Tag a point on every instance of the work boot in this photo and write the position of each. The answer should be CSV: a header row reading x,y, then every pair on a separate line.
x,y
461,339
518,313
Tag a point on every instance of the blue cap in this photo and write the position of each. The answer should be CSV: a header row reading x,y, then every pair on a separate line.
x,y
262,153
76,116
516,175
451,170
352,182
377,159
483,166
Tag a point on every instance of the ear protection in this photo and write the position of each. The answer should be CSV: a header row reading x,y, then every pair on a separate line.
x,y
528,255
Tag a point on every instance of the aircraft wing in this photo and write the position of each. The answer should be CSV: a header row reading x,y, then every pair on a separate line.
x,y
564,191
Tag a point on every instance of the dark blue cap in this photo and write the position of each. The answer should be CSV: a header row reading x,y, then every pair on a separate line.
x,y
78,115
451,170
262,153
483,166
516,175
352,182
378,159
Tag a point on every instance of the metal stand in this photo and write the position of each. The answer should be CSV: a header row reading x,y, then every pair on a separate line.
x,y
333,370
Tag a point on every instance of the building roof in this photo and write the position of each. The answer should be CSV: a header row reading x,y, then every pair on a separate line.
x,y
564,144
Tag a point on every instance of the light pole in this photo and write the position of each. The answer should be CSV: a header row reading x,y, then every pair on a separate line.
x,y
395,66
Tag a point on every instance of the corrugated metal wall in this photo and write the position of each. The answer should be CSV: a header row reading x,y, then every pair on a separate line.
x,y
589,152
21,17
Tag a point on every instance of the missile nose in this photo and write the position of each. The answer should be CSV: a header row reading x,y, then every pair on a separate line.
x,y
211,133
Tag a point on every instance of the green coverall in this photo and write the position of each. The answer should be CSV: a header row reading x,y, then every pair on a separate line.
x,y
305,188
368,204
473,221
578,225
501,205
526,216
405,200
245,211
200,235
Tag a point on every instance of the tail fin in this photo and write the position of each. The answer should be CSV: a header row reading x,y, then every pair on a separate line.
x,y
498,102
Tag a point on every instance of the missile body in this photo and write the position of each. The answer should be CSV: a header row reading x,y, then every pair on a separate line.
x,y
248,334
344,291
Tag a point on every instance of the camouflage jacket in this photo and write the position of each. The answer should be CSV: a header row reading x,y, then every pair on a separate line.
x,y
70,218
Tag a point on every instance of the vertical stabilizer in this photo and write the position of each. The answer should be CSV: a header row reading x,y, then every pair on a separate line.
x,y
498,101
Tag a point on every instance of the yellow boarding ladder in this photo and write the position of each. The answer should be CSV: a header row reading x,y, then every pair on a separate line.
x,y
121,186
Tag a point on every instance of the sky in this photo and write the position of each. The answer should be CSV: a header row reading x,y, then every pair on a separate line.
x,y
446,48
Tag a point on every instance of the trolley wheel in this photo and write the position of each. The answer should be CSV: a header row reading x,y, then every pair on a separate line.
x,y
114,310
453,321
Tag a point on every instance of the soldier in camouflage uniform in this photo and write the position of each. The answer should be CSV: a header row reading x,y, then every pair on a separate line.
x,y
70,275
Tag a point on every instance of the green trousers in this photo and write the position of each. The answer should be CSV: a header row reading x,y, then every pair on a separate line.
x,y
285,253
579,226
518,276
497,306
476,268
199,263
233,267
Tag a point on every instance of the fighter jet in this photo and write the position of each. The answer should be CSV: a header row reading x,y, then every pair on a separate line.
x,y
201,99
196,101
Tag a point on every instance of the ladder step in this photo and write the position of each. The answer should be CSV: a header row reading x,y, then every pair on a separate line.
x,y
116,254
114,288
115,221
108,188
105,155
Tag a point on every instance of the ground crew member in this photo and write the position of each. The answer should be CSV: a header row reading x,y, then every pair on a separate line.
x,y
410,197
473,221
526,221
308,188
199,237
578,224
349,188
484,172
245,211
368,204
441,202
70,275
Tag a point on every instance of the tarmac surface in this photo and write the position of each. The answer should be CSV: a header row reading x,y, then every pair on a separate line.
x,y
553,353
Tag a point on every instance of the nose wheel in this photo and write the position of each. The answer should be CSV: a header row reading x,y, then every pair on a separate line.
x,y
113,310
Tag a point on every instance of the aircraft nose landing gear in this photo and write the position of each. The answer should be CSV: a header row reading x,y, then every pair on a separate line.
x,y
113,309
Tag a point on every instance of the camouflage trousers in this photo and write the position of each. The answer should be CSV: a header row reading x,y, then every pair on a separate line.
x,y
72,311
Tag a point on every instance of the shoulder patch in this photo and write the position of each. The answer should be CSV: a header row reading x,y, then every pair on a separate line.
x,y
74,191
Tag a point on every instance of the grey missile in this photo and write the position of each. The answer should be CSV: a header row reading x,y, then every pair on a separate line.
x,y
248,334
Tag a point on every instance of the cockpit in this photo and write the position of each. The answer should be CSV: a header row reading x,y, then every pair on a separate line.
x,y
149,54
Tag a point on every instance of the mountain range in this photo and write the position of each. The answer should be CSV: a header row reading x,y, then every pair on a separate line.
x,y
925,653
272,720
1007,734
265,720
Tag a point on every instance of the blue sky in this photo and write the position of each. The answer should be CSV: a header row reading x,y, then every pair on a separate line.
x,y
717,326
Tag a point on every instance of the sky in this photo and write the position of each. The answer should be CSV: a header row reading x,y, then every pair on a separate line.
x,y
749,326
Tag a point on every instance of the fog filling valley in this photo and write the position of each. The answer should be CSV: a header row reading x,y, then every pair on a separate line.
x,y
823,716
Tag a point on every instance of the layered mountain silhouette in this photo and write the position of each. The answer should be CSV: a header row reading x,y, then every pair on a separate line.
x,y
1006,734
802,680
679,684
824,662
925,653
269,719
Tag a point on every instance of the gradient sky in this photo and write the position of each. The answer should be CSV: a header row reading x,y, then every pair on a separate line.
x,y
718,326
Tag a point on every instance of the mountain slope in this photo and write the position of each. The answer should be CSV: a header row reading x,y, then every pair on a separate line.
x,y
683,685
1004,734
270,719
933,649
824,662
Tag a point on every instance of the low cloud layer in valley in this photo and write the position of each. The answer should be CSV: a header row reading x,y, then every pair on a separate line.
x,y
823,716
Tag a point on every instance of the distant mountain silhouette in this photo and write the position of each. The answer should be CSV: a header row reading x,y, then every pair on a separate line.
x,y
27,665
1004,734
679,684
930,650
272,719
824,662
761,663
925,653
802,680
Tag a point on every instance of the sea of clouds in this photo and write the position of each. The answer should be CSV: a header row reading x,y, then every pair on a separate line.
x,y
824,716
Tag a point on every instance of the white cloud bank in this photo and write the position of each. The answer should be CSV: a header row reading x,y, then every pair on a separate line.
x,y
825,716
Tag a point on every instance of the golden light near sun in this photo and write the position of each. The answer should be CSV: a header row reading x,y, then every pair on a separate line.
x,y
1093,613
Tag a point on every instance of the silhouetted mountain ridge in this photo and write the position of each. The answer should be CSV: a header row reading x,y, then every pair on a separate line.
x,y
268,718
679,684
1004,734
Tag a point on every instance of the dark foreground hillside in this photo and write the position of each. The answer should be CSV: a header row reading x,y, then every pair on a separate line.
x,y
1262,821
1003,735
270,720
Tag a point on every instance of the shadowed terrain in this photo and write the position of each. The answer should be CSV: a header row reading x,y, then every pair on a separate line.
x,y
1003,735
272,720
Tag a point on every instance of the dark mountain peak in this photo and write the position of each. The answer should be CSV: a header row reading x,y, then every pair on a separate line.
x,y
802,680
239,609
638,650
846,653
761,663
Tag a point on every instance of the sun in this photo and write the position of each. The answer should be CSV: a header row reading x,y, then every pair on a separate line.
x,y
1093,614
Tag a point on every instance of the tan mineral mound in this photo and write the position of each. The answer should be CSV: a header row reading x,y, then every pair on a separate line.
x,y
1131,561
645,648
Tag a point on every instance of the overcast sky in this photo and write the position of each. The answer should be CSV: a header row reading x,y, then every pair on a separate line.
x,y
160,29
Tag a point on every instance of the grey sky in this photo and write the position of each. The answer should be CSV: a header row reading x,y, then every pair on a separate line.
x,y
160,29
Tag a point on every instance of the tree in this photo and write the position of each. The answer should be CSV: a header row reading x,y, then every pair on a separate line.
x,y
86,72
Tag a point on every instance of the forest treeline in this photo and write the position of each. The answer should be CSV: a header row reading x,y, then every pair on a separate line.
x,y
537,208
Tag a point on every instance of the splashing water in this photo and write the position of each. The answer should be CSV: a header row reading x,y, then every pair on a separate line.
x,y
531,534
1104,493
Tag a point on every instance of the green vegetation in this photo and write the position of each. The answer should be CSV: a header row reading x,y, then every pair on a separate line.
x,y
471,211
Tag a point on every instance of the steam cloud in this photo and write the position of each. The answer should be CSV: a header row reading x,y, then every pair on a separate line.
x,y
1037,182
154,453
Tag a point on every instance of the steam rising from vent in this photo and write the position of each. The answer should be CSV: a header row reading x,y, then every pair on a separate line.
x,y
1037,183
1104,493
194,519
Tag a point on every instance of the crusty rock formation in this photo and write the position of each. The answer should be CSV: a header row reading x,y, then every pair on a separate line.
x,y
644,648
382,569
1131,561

------------------------

_Set exercise_
Copy out, character for character, everything from the line containing "Tag a point on every instance of the crusty" down to the last of the items above.

_Answer for this exercise_
Tag a point on every instance of the crusty rock formation in this photo and write the position of each. The answer should be CSV: a header row reading x,y, then every pair on a separate line.
x,y
644,648
382,569
1131,561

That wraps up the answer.